Computing Frontiers: Invited speakers

Invited speakers

Computing Frontiers 2008 will feature three keynote addresses:

Valentina Salapura
IBM Master Inventor
IBM Thomas J. Watson Research Center
Scaling Up Next Generation Supercomputers
Monday, May 5
Historically, technology has been the main driver of computer performance. For many system generations, CMOS scaling has been leveraged to increase clock speed and build increasingly complex microarchitectures. As technology-driven performance gains are becoming increasingly harder to achieve, innovative system architecture must step in. In the context of the design of the Blue Gene/P supercomputer chip, we will discuss how we adopted a holistic approach to optimization of the entire hardware and software stack for a range of metrics: performance, power, power/performance, reliability and ease of use.
The new Blue Gene/P chip multiprocessor (CMP) scales node performance using a multi-core system-on-a-chip design. While in the past large symmetric multi processor (SMP) designs were sized to handle large amounts of coherence traffic, many modern CMP designs find this cost prohibitive in terms of area, power dissipation, and design complexity. As multi-core processors evolve to larger configurations, the performance loss due to handling coherence traffic must be carefully managed. Thus, to ensure high efficiency of each quad-processor node in Blue Gene/P, taming the cost of coherence of traditional SMP designs was a key requirement.
The new Blue Gene/P chip multiprocessor exploits a novel way of reducing coherence cost by filtering useless coherence actions. Each processor core is paired with a snoop filter which identifies and discards unnecessary coherence requests before they can reach the processor cores. Removing unnecessary lookups reduces the interference of invalidate requests with L1 data cache accesses, and reduces power by eliminating expensive tag array accesses. This approach results in improved power and performance characteristics.

Short exercise: From the invited speakers page above, reproduce word for word the span that begins at "Computing Frontiers: Invited" and stops after "ease of use.".

Extracted records:

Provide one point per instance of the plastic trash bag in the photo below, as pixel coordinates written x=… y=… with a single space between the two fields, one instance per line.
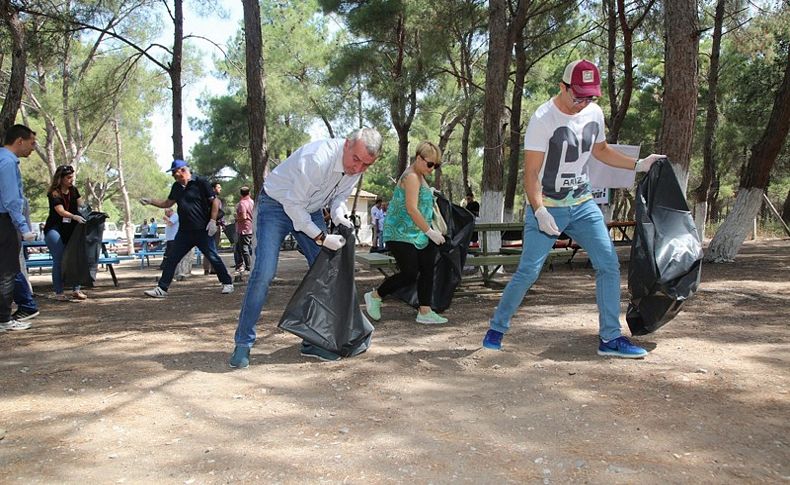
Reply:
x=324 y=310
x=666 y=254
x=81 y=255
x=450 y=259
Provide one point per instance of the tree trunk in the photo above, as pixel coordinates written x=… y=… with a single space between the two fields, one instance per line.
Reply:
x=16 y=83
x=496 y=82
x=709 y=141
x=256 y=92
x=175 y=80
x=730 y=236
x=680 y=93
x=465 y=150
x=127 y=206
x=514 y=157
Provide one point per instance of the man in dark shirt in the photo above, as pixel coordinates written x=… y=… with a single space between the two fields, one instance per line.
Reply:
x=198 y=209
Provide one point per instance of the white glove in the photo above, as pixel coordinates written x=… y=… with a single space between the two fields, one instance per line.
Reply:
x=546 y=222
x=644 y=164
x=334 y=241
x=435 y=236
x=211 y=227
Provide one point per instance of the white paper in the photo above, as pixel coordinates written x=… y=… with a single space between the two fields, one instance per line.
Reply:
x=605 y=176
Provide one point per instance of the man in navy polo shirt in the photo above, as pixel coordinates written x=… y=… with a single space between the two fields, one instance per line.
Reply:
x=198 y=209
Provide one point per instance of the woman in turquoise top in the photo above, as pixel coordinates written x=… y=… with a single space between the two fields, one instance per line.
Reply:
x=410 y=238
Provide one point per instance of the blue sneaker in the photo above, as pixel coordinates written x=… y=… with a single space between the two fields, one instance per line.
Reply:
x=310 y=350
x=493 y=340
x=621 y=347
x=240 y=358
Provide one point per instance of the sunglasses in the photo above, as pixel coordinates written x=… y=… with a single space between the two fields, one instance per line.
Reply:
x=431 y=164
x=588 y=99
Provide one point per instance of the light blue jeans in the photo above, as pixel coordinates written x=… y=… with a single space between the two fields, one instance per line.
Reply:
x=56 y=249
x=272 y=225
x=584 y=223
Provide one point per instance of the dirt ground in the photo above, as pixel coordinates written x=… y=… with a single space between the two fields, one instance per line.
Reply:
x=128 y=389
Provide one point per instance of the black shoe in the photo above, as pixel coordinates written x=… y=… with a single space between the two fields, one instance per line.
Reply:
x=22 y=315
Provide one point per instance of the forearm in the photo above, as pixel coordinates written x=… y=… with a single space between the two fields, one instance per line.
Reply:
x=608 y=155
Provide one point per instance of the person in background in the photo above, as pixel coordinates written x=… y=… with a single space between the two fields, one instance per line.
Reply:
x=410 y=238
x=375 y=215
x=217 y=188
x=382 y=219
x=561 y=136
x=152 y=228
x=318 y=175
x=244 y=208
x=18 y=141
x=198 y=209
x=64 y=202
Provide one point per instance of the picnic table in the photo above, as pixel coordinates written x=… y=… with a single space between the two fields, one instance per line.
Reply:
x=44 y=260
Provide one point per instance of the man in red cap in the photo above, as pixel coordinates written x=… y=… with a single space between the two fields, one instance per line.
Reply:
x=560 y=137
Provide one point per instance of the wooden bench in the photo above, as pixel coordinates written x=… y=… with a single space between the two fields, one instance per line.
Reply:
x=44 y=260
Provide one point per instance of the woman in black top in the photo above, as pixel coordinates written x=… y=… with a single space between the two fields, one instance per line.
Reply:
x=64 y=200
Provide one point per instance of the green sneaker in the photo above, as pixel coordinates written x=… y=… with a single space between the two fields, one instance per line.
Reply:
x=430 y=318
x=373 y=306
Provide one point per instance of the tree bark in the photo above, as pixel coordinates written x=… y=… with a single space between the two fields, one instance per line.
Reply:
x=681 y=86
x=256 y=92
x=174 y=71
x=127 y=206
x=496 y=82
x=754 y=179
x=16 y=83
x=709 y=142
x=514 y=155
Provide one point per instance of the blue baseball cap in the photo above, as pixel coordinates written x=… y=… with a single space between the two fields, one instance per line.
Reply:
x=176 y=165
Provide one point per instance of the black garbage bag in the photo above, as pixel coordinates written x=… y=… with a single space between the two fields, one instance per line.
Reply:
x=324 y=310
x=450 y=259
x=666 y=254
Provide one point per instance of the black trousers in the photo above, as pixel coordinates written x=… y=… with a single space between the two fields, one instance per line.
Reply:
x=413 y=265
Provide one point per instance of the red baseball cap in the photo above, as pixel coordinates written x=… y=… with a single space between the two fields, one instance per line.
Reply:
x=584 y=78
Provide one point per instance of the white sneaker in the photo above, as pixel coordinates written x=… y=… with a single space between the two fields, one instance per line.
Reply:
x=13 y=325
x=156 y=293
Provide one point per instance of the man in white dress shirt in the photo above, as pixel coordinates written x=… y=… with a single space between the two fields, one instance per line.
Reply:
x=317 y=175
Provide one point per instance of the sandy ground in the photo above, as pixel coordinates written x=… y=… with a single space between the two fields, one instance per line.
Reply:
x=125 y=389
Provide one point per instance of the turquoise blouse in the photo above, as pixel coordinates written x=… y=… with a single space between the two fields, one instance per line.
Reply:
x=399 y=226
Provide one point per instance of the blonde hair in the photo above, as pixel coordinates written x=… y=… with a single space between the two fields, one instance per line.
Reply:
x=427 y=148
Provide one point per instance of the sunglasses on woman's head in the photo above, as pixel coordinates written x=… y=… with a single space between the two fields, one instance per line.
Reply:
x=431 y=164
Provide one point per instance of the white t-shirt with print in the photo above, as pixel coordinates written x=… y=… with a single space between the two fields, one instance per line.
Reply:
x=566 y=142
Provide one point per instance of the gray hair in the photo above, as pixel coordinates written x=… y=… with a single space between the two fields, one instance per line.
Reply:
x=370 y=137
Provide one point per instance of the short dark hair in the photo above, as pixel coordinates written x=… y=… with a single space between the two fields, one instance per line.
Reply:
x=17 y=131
==
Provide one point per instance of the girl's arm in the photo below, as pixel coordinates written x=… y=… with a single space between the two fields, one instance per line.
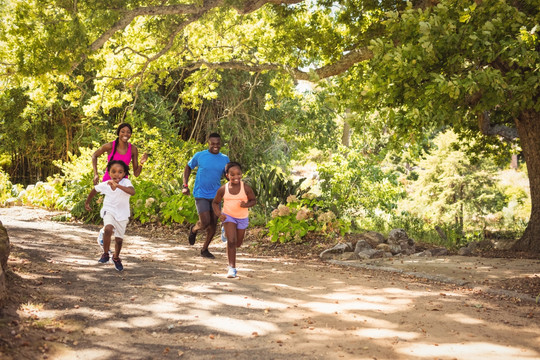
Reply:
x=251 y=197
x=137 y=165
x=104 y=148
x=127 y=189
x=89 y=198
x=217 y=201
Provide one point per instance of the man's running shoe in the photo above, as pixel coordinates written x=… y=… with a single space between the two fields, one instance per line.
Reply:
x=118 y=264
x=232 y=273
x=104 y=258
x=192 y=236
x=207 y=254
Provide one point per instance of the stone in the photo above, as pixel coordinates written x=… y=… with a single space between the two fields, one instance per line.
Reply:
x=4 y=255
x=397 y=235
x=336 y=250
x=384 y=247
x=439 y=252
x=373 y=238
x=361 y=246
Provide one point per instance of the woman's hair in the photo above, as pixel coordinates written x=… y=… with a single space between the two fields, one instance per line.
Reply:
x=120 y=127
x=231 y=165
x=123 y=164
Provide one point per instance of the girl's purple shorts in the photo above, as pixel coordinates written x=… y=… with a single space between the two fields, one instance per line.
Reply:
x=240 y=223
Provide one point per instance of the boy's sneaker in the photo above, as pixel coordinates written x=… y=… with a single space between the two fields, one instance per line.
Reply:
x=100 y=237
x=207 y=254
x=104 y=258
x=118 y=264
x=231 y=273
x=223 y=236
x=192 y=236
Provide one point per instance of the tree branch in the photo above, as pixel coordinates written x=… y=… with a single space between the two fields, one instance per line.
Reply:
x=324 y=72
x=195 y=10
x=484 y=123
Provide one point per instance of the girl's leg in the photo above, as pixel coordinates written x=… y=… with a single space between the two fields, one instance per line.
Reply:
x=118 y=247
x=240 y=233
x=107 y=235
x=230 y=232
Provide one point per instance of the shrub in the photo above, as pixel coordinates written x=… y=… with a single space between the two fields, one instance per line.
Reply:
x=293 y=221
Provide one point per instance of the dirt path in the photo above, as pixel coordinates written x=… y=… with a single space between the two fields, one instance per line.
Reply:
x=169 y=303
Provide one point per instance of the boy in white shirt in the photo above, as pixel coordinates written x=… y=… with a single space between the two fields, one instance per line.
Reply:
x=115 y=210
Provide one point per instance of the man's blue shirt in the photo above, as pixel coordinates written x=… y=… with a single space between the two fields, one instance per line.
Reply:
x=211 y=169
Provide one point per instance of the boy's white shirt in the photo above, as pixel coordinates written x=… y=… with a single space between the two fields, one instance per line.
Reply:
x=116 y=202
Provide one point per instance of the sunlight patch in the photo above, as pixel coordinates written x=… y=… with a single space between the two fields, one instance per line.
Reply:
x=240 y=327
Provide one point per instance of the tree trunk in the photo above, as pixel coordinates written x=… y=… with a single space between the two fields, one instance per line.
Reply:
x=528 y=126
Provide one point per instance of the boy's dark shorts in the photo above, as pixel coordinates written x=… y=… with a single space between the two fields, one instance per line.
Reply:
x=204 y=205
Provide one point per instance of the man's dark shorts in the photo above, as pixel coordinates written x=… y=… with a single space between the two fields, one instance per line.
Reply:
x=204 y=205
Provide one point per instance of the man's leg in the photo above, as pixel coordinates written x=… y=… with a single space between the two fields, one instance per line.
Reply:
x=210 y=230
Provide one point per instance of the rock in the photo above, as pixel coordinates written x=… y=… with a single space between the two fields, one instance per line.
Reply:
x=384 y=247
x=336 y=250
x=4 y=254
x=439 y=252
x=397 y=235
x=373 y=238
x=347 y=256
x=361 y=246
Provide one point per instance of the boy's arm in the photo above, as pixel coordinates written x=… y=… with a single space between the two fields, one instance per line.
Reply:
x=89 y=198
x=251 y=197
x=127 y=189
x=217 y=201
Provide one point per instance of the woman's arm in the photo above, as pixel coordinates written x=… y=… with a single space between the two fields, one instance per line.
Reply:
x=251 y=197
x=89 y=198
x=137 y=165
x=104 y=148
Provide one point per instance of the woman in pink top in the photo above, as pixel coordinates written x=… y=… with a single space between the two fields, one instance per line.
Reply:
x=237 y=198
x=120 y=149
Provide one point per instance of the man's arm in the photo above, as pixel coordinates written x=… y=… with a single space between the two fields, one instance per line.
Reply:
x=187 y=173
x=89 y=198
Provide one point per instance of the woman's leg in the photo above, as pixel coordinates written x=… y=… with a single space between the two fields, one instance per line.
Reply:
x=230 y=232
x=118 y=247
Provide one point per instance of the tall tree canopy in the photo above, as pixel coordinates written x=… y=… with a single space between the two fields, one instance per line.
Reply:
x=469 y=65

Result for this task:
Computing Frontiers: Invited speakers

Invited speakers

Computing Frontiers 2008 will feature three keynote addresses:

Valentina Salapura
IBM Master Inventor
IBM Thomas J. Watson Research Center
Scaling Up Next Generation Supercomputers
Monday, May 5
Historically, technology has been the main driver of computer performance. For many system generations, CMOS scaling has been leveraged to increase clock speed and build increasingly complex microarchitectures. As technology-driven performance gains are becoming increasingly harder to achieve, innovative system architecture must step in. In the context of the design of the Blue Gene/P supercomputer chip, we will discuss how we adopted a holistic approach to optimization of the entire hardware and software stack for a range of metrics: performance, power, power/performance, reliability and ease of use.